── DATA EXCERPTS

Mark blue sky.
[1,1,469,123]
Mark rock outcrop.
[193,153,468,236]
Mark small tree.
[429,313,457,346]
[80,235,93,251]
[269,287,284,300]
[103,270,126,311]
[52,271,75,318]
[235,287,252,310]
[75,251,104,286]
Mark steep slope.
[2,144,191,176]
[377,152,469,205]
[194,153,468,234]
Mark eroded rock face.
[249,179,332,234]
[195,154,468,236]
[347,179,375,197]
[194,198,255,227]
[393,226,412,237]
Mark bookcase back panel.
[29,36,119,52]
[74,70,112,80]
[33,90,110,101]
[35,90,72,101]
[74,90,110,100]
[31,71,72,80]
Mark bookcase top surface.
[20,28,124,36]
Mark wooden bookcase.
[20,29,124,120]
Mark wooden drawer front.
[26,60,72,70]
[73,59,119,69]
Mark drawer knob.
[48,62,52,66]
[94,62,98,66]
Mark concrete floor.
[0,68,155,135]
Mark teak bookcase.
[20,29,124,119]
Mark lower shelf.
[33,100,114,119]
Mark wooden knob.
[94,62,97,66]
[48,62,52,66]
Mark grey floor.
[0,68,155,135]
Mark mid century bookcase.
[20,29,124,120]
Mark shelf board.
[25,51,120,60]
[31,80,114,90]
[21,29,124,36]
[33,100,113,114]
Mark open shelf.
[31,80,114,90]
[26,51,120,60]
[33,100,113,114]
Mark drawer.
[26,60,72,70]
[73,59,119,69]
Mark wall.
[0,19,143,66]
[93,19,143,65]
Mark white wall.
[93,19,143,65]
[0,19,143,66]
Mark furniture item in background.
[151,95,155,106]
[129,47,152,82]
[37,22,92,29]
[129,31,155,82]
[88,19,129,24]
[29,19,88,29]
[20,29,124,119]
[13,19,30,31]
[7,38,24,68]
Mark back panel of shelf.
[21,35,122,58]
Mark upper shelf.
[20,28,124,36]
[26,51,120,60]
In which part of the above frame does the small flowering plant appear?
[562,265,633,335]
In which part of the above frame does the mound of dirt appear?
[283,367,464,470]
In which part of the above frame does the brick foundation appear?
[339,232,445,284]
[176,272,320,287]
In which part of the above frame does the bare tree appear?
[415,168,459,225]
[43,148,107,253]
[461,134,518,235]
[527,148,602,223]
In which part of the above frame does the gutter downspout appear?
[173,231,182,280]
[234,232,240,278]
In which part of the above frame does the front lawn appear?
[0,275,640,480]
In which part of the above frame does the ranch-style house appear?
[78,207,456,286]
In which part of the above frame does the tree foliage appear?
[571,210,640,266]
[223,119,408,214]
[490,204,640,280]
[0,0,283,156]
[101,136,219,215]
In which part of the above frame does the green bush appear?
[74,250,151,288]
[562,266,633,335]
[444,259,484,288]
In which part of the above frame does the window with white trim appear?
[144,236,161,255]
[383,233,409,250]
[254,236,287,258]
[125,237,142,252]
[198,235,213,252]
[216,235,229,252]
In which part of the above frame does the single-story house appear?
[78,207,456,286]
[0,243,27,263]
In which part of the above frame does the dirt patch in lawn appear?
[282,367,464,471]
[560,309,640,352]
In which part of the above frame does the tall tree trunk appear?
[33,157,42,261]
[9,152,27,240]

────

Can you rewrite the records starting at the line containing "Mark shelf board." and ending at the line containing "[560,309,640,352]", both included, keeping the requests as they are but scaling every bounding-box coordinate in the answers by 1.8 and rounding each to a whole number, with halves rounded up?

Mark shelf board.
[45,92,216,108]
[56,144,205,162]
[38,52,223,65]
[59,180,203,205]
Mark open shelf.
[56,144,205,162]
[47,92,216,108]
[59,180,203,205]
Mark drawer.
[47,108,130,126]
[131,106,214,124]
Mark wall.
[0,34,257,119]
[167,34,257,117]
Mark white wall.
[167,34,257,117]
[0,34,257,119]
Mark furniture item in background.
[272,171,279,191]
[232,85,274,148]
[67,40,166,52]
[232,56,279,148]
[158,34,232,43]
[52,34,158,52]
[36,52,223,214]
[23,34,54,56]
[13,68,43,122]
Mark back panel of shelf.
[38,63,220,104]
Mark upper shelf.
[36,50,223,65]
[47,92,216,108]
In which part of the above frame does the small flowering plant appear?
[1012,477,1139,603]
In which part of the above frame does the mound of dirt appear?
[509,661,835,846]
In which part of the above frame does the brick foundation appear?
[610,418,801,511]
[317,490,576,517]
In which part of the above frame does the bare tree appear?
[747,302,826,405]
[77,266,193,455]
[830,241,932,423]
[949,266,1084,401]
In which part of the above frame does the gutter downspout appear?
[311,416,328,504]
[421,418,432,500]
In which part of the above frame does the front lawn appear?
[0,495,1152,864]
In which part of the above frame does the ranch-style house appear?
[140,373,821,515]
In which part of the above frame does the tree foliage appear?
[1028,378,1152,479]
[401,214,734,385]
[882,367,1152,504]
[0,0,509,281]
[182,245,394,387]
In which part of the above frame does the green bush appear?
[133,450,272,518]
[1012,479,1139,603]
[799,466,871,518]
In which part of the above frame does the window with white trim appear?
[259,425,290,459]
[689,419,736,450]
[457,425,517,464]
[225,427,256,454]
[356,423,383,454]
[389,423,412,454]
In which part of the above frame does the single-story house appear?
[140,373,821,515]
[0,437,49,473]
In which part of the above frame does the dirt patch in lawn appear?
[508,661,835,848]
[1008,556,1152,634]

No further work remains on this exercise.